▶ **Requirement**: Copy the data below line for line, changing nothing.

▶ **Dataset records**:
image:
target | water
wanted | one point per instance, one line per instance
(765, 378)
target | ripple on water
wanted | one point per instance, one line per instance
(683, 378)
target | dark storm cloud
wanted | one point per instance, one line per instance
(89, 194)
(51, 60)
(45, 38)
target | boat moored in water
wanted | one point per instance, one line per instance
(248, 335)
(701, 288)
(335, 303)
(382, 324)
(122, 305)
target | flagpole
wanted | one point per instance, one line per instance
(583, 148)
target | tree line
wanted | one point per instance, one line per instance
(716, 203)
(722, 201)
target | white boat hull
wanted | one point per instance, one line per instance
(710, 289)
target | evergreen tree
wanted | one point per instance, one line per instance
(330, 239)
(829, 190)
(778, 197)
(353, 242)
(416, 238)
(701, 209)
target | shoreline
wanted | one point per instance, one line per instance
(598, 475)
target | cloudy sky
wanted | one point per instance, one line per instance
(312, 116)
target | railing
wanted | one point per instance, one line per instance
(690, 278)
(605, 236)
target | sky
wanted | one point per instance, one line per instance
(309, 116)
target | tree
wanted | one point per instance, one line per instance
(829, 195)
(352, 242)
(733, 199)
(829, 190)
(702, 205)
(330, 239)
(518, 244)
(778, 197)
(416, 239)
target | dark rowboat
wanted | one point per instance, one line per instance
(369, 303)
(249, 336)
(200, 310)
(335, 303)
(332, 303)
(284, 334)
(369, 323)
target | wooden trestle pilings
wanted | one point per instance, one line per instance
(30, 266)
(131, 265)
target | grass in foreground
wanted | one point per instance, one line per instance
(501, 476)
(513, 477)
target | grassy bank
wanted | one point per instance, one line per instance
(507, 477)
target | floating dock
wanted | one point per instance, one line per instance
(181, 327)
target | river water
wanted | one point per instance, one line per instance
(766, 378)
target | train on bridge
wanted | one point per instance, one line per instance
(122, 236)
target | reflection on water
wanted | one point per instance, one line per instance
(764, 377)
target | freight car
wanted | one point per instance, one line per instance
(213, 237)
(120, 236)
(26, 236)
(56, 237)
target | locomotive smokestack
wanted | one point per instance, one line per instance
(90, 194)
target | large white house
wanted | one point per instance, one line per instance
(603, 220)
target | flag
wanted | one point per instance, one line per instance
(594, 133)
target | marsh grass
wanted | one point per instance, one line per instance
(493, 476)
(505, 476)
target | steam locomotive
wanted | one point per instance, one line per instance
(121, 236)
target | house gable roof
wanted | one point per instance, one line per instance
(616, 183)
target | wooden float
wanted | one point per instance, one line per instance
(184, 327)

▶ **Output of the task**:
image:
target | water
wanted | one point per instance, one line per instance
(765, 378)
target | ripple on water
wanted | one point per instance, one line per instance
(683, 378)
target | dark storm cloud
wanted | one point per instance, one line per instance
(89, 194)
(51, 60)
(45, 38)
target | boat moored in water
wanted | one point per instance, one line per instance
(248, 335)
(701, 288)
(335, 303)
(382, 324)
(122, 305)
target | flagpole
wanted | one point per instance, one line per instance
(583, 148)
target | tree line
wanted | one point per instance, one line per instance
(716, 203)
(722, 201)
target | white boat hull
wanted | one point per instance, one line per instance
(710, 289)
target | evergreen tree
wanted | one point per instance, one line per instance
(330, 239)
(829, 190)
(778, 197)
(353, 242)
(416, 238)
(701, 209)
target | shoreline
wanted | one point per instance, one line per instance
(598, 475)
target | cloudy sky
wanted | one point per instance, one line per instance
(312, 116)
target | railing
wanted | one point per instance, one line per instance
(690, 278)
(605, 236)
target | sky
wanted | one point per instance, one line per instance
(309, 116)
target | tree
wanted | one point per instance, one line per instance
(829, 195)
(352, 242)
(733, 199)
(829, 190)
(702, 205)
(330, 239)
(518, 244)
(778, 197)
(416, 239)
target | dark rowboat
wanted | one point per instance, one line per instance
(369, 303)
(249, 336)
(200, 310)
(335, 303)
(332, 303)
(284, 334)
(369, 323)
target | wooden trestle pilings
wanted | one point per instance, one line per instance
(30, 266)
(131, 265)
target | grass in foreground
wanted | one point per instance, one line per instance
(501, 476)
(513, 477)
target | grassy bank
wanted | one point per instance, one line per instance
(507, 477)
target | floating dock
wanted | one point per instance, one line per instance
(181, 327)
target | river water
wanted | one point per instance, one line per instance
(766, 378)
target | train on bridge
wanted | one point per instance, one line per instance
(122, 236)
target | reflection on water
wanted | one point per instance, one line per instance
(764, 377)
target | freight car
wanted | one point per instance, one line per instance
(213, 237)
(120, 236)
(26, 236)
(56, 237)
target | locomotive smokestack
wanted | one point per instance, one line per instance
(90, 194)
target | large white house
wanted | one point per instance, one line per instance
(603, 220)
target | flag
wanted | one point per instance, one line per instance
(594, 133)
target | marsh grass
wanted | one point per instance, one line per instance
(493, 476)
(505, 476)
target | steam locomotive
wanted | one point per instance, one line per instance
(121, 236)
target | house gable roof
wanted | one point per instance, one line per instance
(616, 183)
target | wooden float
wanted | one point per instance, one line per instance
(184, 327)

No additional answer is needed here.